General elections will be held in South Africa in 2024 to elect a new National Assembly as well as the provincial legislature in each province. These will be the seventh elections held under the conditions of universal adult suffrage since the end of the apartheid era in 1994. The new National Council of Provinces will be elected at the first sitting of each provincial legislature. Ever since the first post-apartheid election in 1994, the African National Congress has held a majority of seats in the National Assembly and thus governed alone, with the exceptions of the Government of National Unity from 1994 to 1999 and from 1999 through to 2004 with the Inkatha Freedom Party.

Electoral system
South Africa has a parliamentary system of government. The President of South Africa is unique among heads of state of countries with a parliamentary system in that the President is also the head of government, with executive functions.

Currently, the National Assembly has 400 members elected by a system of proportional representation with a closed list approach. Two hundred members are elected from national party lists, while the other 200 are elected from provincial party lists in each of the nine provinces. The national list seats are awarded by subtracting seats won at the provincial level from each party's national allocation to generate a maximally proportional result. The Droop quota variant of the largest remainder method is used to allocate seats at both the national and provincial levels.

## [Direction 1]
Answer these from the election text:
(a) How many members sit in the National Assembly?
(b) Which party governed alongside the African National Congress from 1999 through to 2004?
(c) What method is used to allocate seats at both the national and provincial levels?
The election text and the entries come from separate, unrelated sources.

## [Records supplied]
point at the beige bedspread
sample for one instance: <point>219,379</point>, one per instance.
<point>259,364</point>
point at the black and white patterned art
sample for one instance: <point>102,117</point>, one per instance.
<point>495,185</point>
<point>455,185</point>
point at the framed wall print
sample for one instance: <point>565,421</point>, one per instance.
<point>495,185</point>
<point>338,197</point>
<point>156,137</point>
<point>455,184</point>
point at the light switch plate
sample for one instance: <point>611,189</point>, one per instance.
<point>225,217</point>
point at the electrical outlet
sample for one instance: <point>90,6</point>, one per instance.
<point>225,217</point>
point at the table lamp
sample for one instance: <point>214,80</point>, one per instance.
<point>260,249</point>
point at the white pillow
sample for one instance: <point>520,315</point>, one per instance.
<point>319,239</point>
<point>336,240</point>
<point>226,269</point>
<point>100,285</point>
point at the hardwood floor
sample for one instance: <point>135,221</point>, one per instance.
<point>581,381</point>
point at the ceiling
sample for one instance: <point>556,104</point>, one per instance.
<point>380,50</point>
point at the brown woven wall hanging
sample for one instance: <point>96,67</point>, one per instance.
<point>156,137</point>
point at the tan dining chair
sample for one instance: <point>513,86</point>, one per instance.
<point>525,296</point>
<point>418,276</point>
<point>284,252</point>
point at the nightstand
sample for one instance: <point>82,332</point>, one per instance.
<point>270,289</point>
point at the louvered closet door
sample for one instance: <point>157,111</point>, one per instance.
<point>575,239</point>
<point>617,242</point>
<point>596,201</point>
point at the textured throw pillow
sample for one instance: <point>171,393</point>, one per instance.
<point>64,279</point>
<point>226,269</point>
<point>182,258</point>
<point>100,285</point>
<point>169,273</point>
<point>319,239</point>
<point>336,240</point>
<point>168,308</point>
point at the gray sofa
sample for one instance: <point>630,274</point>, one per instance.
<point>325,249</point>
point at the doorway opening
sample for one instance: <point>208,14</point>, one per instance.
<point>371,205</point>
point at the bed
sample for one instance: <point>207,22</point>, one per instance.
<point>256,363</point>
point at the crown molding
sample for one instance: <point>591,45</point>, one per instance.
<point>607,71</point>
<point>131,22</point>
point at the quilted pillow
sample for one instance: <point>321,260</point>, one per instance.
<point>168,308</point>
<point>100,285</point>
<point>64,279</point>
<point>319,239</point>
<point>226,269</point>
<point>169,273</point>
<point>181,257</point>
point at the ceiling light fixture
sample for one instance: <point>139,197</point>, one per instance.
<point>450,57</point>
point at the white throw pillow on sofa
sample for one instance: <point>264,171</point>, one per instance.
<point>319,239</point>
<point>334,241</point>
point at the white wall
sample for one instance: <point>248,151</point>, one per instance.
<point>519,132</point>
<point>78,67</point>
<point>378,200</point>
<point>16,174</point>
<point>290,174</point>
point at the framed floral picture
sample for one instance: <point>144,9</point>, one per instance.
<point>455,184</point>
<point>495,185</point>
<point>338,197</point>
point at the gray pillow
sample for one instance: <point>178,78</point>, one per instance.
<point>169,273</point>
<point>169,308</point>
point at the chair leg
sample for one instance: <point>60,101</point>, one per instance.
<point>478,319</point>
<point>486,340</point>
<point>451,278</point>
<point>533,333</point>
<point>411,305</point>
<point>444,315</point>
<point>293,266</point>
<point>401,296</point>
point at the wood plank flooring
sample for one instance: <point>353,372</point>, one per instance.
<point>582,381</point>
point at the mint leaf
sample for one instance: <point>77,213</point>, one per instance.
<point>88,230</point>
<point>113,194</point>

## [Direction 2]
Shift every point coordinate in the answers by -23 and write out again the entries starting at the line containing "point at the table lamp" and ending at the line containing "<point>581,381</point>", requests included.

## [Response 1]
(a) 400
(b) The Inkatha Freedom Party
(c) The Droop quota variant of the largest remainder method

## [Response 2]
point at the table lamp
sample for one instance: <point>214,80</point>, one per instance.
<point>237,226</point>
point at the white pillow
sample for one instance: <point>520,315</point>, one per instance.
<point>296,216</point>
<point>313,217</point>
<point>203,246</point>
<point>77,262</point>
point at the hardwood floor
sample for one instance: <point>135,221</point>, one per instance.
<point>558,358</point>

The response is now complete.